Duplicate the records starting with the line that contains "Practice. Find the brass" and going on through the line that contains "pixel 78 401", with both of those lines included, and copy nothing else.

--- INFORMATION GIVEN ---

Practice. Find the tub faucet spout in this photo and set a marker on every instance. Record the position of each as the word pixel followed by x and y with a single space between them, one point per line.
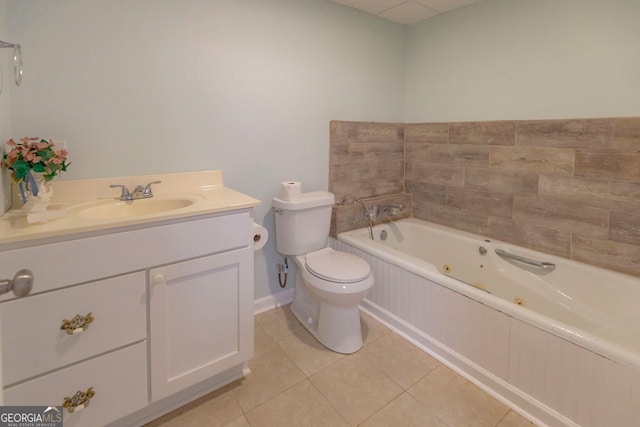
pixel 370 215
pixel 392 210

---
--- INFORMATION GIVEN ---

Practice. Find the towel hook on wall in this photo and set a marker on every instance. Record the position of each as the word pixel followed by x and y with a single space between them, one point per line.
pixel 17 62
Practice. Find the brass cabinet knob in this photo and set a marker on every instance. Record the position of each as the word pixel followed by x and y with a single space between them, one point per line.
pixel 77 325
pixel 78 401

---
--- INFORMATION GIVEN ---

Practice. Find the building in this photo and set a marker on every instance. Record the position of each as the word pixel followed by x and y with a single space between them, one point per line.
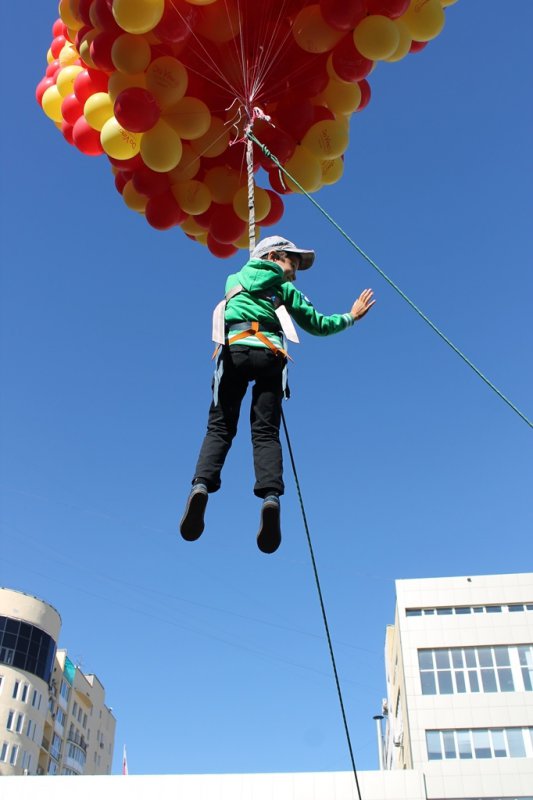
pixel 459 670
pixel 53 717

---

◆ TASK OUTPUT ◆
Practice. Find the brass cabinet knob in this photo and set a marker on every instance. Record the position of each as the word pixel followed by x and y with a single space between them, one point per line.
pixel 77 325
pixel 78 401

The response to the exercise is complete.